[Entries from a pointing dataset]
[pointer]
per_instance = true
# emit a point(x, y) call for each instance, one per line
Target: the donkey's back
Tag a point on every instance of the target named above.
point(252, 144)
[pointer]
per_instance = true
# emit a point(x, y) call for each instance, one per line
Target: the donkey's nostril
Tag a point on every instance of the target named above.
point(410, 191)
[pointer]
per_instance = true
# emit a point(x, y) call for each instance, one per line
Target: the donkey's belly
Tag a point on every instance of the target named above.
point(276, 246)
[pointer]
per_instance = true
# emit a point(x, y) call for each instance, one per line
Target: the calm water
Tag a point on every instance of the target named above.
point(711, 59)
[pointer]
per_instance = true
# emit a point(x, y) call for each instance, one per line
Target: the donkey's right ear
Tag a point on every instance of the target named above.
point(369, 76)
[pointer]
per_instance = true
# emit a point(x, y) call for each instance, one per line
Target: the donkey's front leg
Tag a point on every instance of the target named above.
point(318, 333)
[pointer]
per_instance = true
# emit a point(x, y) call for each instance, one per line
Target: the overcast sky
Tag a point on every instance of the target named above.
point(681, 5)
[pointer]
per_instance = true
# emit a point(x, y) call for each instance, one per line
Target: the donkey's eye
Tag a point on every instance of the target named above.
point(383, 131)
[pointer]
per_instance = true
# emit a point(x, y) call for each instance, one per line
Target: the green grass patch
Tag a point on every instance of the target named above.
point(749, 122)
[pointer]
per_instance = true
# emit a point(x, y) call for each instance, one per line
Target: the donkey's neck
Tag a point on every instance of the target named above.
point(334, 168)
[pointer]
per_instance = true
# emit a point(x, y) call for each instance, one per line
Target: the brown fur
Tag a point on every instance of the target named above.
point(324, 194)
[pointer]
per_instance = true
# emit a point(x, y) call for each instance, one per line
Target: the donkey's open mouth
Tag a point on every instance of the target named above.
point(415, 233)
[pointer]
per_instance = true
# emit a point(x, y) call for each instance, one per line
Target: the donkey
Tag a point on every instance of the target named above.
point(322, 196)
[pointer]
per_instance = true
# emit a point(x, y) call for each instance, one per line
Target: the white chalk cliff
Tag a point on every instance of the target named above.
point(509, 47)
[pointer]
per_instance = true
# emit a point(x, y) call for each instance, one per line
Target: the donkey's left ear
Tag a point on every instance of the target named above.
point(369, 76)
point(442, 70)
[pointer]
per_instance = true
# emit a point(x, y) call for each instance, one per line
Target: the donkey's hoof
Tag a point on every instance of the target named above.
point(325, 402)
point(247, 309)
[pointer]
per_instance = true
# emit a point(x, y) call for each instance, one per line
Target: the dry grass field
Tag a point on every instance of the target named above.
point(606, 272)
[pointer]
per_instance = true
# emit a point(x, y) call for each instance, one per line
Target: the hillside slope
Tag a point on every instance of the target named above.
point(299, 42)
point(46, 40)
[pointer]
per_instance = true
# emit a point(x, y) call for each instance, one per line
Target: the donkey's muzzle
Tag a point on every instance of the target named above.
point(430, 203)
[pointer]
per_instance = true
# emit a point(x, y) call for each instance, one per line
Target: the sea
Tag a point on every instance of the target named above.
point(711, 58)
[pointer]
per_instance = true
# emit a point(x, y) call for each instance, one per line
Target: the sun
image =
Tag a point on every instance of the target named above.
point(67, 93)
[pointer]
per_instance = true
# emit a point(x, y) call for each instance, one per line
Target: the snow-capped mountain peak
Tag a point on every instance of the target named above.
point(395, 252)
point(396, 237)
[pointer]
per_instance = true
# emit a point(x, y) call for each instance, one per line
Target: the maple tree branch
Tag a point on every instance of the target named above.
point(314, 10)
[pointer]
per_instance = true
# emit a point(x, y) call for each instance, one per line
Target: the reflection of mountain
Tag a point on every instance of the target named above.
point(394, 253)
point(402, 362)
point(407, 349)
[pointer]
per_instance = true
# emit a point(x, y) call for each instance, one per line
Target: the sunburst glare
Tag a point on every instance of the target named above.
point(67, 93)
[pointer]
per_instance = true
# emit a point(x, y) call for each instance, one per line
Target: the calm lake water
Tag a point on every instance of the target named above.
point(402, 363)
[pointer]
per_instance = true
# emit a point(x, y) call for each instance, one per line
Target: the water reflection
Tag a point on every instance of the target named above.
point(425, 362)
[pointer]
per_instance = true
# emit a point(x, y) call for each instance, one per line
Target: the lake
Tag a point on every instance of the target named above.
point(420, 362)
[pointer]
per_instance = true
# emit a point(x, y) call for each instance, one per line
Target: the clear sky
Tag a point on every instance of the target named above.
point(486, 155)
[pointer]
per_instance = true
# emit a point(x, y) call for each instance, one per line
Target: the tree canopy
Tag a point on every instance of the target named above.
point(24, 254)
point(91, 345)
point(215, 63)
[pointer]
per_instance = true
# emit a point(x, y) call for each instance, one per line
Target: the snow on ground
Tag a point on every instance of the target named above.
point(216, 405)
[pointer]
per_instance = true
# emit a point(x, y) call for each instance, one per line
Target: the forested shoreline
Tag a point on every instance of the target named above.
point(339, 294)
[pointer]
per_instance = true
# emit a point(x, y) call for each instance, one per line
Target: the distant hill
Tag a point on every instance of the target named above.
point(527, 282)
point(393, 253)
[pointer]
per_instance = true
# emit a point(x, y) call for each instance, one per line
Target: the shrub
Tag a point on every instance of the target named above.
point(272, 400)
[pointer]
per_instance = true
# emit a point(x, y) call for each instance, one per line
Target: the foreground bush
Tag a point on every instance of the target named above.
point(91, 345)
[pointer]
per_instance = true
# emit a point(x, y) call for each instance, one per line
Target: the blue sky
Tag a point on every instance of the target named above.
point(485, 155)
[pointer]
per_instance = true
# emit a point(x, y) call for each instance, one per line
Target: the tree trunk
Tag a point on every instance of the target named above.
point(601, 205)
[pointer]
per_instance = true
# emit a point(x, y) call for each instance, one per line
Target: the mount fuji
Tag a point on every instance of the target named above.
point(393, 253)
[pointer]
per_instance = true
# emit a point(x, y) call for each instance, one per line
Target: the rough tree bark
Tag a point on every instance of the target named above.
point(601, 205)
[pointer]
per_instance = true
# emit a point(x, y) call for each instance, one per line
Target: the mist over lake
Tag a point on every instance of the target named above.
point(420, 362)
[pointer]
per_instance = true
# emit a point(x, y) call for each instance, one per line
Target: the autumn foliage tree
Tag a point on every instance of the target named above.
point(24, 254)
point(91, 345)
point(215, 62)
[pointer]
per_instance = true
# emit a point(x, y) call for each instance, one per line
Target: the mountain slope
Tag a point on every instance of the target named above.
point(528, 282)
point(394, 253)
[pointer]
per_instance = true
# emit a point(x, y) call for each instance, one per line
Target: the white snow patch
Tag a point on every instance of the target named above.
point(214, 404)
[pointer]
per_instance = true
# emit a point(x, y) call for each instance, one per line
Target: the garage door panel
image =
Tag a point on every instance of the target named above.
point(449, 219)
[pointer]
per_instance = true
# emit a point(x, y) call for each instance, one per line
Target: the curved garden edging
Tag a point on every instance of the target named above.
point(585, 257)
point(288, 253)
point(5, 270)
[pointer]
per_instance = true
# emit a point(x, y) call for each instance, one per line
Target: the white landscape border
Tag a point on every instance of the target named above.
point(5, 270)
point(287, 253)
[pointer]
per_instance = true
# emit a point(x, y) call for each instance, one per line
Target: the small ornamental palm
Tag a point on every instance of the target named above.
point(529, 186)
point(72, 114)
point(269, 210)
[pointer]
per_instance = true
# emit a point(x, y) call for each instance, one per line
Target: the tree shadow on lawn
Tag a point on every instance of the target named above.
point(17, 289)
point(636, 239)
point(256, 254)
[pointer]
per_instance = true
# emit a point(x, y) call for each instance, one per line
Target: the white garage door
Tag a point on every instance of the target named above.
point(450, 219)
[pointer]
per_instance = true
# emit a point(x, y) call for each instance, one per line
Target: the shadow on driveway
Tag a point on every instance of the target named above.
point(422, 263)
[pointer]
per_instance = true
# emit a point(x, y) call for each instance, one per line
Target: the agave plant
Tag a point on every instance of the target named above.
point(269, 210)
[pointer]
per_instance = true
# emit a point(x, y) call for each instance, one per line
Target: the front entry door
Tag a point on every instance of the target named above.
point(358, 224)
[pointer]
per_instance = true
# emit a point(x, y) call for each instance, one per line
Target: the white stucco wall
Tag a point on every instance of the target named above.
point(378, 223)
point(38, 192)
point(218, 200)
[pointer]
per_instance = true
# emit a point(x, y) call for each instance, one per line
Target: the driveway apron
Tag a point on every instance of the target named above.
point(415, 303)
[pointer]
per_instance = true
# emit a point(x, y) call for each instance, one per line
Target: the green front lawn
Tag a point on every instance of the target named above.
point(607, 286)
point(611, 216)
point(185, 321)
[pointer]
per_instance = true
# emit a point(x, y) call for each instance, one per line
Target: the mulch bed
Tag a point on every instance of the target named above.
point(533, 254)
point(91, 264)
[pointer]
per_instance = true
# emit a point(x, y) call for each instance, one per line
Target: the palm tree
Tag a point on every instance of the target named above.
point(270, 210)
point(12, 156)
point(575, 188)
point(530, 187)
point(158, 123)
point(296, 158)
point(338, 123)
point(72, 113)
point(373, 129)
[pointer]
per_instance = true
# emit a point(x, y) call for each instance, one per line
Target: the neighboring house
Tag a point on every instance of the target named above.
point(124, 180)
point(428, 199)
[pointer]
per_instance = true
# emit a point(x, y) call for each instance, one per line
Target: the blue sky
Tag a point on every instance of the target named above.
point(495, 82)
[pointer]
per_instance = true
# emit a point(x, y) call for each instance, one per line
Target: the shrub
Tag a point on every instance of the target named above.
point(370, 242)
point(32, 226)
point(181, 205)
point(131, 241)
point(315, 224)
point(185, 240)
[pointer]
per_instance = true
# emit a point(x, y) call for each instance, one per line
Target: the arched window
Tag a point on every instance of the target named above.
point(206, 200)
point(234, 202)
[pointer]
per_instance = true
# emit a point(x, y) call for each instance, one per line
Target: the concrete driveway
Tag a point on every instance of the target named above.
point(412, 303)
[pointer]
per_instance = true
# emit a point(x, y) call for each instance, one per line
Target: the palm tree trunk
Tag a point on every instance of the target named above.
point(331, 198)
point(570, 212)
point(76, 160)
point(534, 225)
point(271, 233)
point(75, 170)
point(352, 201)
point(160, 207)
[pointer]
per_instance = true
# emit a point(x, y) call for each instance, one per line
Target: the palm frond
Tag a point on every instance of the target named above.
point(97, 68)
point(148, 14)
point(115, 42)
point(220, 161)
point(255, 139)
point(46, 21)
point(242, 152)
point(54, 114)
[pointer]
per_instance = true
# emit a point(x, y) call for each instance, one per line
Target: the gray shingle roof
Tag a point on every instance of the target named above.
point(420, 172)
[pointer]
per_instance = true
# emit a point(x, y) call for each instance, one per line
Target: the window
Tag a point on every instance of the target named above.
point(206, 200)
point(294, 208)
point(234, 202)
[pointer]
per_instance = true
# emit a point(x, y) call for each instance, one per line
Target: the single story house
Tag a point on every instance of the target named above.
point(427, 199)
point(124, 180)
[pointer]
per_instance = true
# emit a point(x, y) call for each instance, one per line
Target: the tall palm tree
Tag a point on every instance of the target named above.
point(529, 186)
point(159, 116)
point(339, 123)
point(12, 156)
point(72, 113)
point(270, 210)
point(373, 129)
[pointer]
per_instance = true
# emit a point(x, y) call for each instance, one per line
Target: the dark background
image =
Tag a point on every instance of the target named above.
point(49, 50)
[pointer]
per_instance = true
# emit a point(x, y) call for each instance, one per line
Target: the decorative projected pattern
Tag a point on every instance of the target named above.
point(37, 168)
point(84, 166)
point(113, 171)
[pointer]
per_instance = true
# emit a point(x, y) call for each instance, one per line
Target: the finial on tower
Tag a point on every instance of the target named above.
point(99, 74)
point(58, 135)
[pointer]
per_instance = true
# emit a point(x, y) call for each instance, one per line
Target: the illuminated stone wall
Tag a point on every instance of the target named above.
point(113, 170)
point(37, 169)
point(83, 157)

Stated task: Copy the lines from the start of the entries through the line containing "point(252, 144)", keeping both ends. Reproduce them without any change.

The output:
[pointer]
per_instance = true
# emit a point(x, y) call for each instance, one per line
Target: the donkey's back
Tag a point on every instance of the target named above.
point(252, 144)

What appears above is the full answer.